→ Source extract:
-- Start --
MINISTER
OF PROPAGANDA Nigel Ballard makes the case that the Internet
should be wireless, everywhere and open to all.
In Boston, they dressed up like Indians and chucked tea
into the harbor. The French stormed a prison. In
Portland, they... bolted a box to a pole on top of a college
dorm?
The Box - thin, beige and about as wide and tall as a
toaster - sits atop Portland State University's Ondine dorm
on Southwest 6th Avenue. It beams a radio signal across the
Willamette to the east side.
Not very sexy. Yet some think the Box marks the beginning
of an Internet sea change.
Right now, Qwest will sell you a dial-up account for
$18.95 a month. Comcast would be delighted to provide
broadband for $55.95. Can't pay? The library is at 10th and
Taylor.
But picture this: The blip from the Box grows to blanket
Portland. The transmission delivers the Internet through
thin air, to any desk. boudoir or handheld gadget in reach.
For free.
It's not just some techno-commie pipe dream. Portland
State and Oregon Health & Science University are funding the
Box, which they installed this spring, to gauge how strong
and long its signal can go. The city of Portland is watching
eagerly.
Behind the experiment lies a radical notion: that the
Internet is as important to Portlanders as water, power or
paved streets. In other words, in the 21st century, the
right to Google is as fundamental as the right to an
education.
"The Internet should work more like a public road and
less like an expensive hetitleh club," says City Commissioner
Erik Sten. Of course, in some quarters, them's fightin'
words.
"If they compete with us, they can expect a competitive
response," says Don Williams, Comcast's Portland spokesman.
While debate rages on over who should run Portland
General Electric, the city's most prominent power company,
some are thinking about the utility of tomorrow: a cloud of
wireless Internet access over Portland, run for the public's
benefit.
-- End --
→ What you will do:
• 1. Answer these questions about the Portland wireless Internet article:
(a) On which building does the Box sit?
(b) Which two institutions are funding the Box?
(c) What monthly price does the article give for Comcast broadband?
• 2. Continue the Portland wireless Internet article from its final sentence.

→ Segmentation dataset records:
-- Start --
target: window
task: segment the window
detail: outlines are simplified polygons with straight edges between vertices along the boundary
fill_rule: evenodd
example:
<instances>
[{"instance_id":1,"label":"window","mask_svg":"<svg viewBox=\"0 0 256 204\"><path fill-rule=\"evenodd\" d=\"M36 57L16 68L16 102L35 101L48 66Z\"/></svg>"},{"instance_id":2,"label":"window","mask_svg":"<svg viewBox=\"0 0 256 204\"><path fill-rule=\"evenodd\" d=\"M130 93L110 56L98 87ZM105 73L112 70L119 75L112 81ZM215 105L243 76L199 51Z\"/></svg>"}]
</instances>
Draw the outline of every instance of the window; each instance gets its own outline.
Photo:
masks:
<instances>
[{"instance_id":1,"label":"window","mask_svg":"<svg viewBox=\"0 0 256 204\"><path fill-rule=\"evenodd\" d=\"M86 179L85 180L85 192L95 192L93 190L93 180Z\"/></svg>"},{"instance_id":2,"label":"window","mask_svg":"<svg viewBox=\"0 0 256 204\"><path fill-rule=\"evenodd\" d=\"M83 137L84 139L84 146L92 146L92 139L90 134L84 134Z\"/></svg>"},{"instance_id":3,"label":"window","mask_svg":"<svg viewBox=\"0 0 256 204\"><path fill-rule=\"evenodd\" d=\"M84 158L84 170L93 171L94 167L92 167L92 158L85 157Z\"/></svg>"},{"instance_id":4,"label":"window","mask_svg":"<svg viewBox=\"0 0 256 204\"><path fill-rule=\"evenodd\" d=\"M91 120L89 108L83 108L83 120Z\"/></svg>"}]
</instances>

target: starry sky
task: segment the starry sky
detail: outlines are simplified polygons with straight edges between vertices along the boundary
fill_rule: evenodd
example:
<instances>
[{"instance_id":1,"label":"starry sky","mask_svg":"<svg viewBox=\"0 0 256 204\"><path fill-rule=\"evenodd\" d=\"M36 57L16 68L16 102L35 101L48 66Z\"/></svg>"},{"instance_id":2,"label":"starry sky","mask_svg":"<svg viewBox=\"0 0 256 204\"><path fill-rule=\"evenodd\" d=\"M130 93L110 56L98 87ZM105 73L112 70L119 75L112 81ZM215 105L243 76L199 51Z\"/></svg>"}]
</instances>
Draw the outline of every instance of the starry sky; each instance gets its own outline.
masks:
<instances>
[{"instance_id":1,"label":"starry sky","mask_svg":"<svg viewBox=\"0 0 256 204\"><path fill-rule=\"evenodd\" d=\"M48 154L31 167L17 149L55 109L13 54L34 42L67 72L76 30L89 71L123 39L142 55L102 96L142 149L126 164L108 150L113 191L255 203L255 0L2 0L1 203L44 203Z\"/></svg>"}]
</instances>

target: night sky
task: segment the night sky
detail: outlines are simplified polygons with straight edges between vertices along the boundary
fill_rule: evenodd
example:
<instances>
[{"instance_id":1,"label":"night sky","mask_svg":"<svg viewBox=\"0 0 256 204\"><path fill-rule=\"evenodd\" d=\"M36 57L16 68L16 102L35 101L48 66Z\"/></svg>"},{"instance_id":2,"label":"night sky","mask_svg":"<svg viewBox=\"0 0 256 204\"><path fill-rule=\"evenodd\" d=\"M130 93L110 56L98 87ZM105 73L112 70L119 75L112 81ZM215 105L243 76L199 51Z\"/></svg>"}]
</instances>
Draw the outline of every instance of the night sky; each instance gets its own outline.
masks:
-- End --
→ Responses:
• 1.
(a) Portland State University's Ondine dorm on Southwest 6th Avenue
(b) Portland State and Oregon Health & Science University
(c) $55.95

• 2.
"Right now we don't really have competition for Internet
access," Sten says. "It makes sense for the public to
provide itself with some form of cheap access."
But if Portland becomes the first big city in the nation
to blanket itself with free Internet access, the vision
behind the coup won't originate with a government plan or
corporate initiative.
Instead, the trail to the Web's promised land will be
blazed by a wildly enthusiastic band of volunteers known as
the Personal Telco Project. And no one sums up the goals of
these guerrillas who have already installed free wireless
Internet in scores of bars, cafes and parks all over
town, who better than a talky, opinionated, tireless Englishman
named Nigel Ballard.
Ballard's not the founder or president of Personal Telco,
nor is he the sole architect of the city's wireless dream.
But he's right where it all comes together.
"I am," Ballard admits in his sly, south-of-England
twang, "as they say, ubiquitous."
Early in the afternoon of June 5, as storm clouds ferment
above, two men in mountaineer's harnesses creep along the
steeply pitched roof of Hostelling International's Hawthorne
Hostel. A thick nylon rock-climbing rope snakes through
carabiners on both their hips, through a window and around a
beam in the hostel's creaky attic.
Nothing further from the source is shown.